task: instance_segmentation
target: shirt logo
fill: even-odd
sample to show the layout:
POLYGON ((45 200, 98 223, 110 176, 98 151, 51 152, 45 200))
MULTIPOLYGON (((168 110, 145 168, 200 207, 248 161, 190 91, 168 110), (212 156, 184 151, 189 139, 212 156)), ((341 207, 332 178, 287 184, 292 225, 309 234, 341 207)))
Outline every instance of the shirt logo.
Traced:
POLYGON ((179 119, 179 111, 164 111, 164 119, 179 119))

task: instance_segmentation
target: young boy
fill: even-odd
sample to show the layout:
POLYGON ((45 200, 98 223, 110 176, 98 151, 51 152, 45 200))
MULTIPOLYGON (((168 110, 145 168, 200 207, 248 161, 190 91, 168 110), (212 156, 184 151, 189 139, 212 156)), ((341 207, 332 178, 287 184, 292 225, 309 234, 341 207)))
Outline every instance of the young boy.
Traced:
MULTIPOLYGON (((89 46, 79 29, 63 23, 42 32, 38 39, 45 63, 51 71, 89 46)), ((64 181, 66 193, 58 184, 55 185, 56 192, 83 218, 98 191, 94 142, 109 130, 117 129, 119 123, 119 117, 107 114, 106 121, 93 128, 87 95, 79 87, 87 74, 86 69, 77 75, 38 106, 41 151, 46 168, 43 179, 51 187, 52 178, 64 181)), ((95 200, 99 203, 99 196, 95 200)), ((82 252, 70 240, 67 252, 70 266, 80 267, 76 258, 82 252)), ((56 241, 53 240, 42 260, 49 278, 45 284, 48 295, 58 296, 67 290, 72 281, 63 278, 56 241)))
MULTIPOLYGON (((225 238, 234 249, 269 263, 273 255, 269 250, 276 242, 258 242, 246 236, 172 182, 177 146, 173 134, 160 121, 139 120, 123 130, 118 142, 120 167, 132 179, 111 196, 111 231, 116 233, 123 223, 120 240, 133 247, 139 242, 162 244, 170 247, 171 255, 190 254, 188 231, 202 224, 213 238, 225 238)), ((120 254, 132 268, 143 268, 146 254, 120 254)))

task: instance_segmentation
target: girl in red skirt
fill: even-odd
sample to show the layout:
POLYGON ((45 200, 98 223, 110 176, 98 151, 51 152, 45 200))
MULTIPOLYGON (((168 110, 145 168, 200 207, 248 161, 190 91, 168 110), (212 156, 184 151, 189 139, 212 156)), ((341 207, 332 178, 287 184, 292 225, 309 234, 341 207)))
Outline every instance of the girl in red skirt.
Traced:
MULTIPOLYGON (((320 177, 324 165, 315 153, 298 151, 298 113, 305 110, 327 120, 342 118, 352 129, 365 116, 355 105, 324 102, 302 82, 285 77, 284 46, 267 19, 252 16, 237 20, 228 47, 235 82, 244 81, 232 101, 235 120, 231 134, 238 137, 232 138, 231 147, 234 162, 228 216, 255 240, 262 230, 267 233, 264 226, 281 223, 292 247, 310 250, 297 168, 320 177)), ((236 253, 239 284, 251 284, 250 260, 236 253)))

━━━━━━━━━━━━━━━━

**SHORT EXERCISE:** Return the records unchanged, from their first line through the line containing "MULTIPOLYGON (((225 238, 234", inclusive.

**REPLY TO THE TASK:**
task: instance_segmentation
target: shirt logo
fill: even-odd
sample to show the layout:
POLYGON ((45 200, 98 223, 110 176, 98 151, 51 152, 45 200))
MULTIPOLYGON (((168 110, 145 168, 200 207, 248 161, 190 91, 168 110), (212 156, 184 151, 189 139, 212 156)), ((341 207, 332 178, 287 184, 292 225, 309 234, 341 207)))
Outline every instance of the shirt logo.
Traced:
POLYGON ((179 119, 179 111, 164 111, 164 119, 179 119))

task: instance_segmentation
target: young boy
fill: even-odd
sample to show the layout:
POLYGON ((45 200, 98 223, 110 176, 98 151, 51 152, 45 200))
MULTIPOLYGON (((168 110, 145 168, 200 207, 248 161, 190 91, 168 110), (212 156, 184 151, 189 139, 212 156)), ((341 207, 332 178, 287 184, 292 225, 309 234, 341 207)))
Outline every instance of the young boy.
Traced:
MULTIPOLYGON (((89 46, 79 29, 63 23, 42 32, 38 39, 45 63, 51 71, 89 46)), ((64 181, 66 193, 58 184, 55 185, 56 192, 83 218, 98 191, 94 142, 109 130, 117 129, 119 123, 119 117, 107 114, 106 121, 93 128, 87 95, 79 87, 87 74, 86 69, 77 75, 38 106, 41 151, 46 168, 43 179, 51 187, 52 178, 64 181)), ((95 200, 99 203, 99 196, 95 200)), ((82 252, 70 240, 67 252, 70 266, 80 267, 76 258, 82 252)), ((56 241, 53 240, 42 260, 49 278, 45 284, 48 295, 58 296, 67 290, 72 281, 63 278, 56 241)))
MULTIPOLYGON (((225 238, 234 249, 269 263, 273 255, 269 250, 276 242, 258 242, 246 236, 172 182, 177 146, 173 134, 160 121, 139 120, 123 130, 118 142, 120 167, 132 179, 111 196, 111 231, 116 233, 123 223, 120 240, 133 247, 139 242, 162 244, 170 247, 171 255, 190 254, 188 231, 202 224, 213 238, 225 238)), ((120 254, 132 268, 143 268, 146 254, 120 254)))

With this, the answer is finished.